[Problem to solve]: Reproduce the following data verbatim, preserving every line in its original order and wording.

[Given entries]:
******************************
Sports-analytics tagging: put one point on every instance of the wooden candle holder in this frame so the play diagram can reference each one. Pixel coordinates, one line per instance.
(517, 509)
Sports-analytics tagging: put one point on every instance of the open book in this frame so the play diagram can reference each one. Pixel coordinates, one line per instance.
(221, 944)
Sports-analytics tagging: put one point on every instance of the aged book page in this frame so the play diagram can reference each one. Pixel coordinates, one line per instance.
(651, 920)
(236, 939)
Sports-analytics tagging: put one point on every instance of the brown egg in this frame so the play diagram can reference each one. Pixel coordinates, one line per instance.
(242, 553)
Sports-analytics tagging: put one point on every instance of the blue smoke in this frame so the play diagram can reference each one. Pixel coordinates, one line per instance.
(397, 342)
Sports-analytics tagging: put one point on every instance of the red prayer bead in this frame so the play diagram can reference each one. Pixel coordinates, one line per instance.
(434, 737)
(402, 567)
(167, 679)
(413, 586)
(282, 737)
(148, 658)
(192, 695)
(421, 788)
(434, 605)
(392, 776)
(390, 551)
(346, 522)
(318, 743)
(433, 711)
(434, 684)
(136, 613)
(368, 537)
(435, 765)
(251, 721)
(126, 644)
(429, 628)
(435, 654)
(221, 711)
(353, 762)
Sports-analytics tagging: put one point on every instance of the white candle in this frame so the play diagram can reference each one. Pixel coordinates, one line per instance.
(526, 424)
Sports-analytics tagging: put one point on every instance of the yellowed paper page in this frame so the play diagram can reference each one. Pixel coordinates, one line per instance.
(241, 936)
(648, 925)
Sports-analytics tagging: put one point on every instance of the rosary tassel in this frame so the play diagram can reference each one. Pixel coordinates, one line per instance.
******************************
[Written answer]:
Sports-analytics tagging: put one point on every instance of the wooden candle holder in this frame so the play diagram can reference each one. Pixel coordinates, one line per instance.
(517, 509)
Sports-analytics tagging: put one point on every instance of the open book in this frame so the play diagram can reference each one. Pixel coordinates, one line per instance.
(221, 944)
Sports-analytics tagging: put one point on every instance of the aged book page in this frame so the play diagram can reference each one. Pixel coordinates, one line per instance.
(651, 920)
(236, 939)
Sports-analytics tagging: put one point on every instance of the brown egg in this frame so the play diagram can reference each one. Pixel coordinates, one line per instance.
(242, 553)
Sports-analytics tagging: put one point on every instance of the blue smoke in this frame so the play diagram can reference each one. Pixel coordinates, one line per instance.
(397, 342)
Sports-analytics tagging: put one point on every instance of the red prayer bead in this frame so the play diagram can reference each one. Pixel coordinates, one line per instance.
(434, 737)
(402, 567)
(167, 679)
(413, 586)
(282, 737)
(148, 658)
(192, 695)
(421, 788)
(434, 605)
(392, 776)
(390, 551)
(346, 522)
(318, 743)
(433, 711)
(434, 684)
(136, 613)
(368, 537)
(435, 765)
(251, 721)
(126, 644)
(429, 628)
(435, 654)
(221, 711)
(353, 762)
Sports-analytics tagging: put one point on every instance of the white candle in this frame so the play diagram can reference each one. Pixel coordinates, one line per instance.
(526, 424)
Sports-analytics tagging: put one point on every instance of the yellowed paper page in this frame so the play diagram can reference each one. Pixel coordinates, one line per instance.
(241, 936)
(648, 925)
Sports-analytics tagging: put one point on every instance of the rosary tassel in this frame so the play diagram can reference each one. Pixel coordinates, one line per instance.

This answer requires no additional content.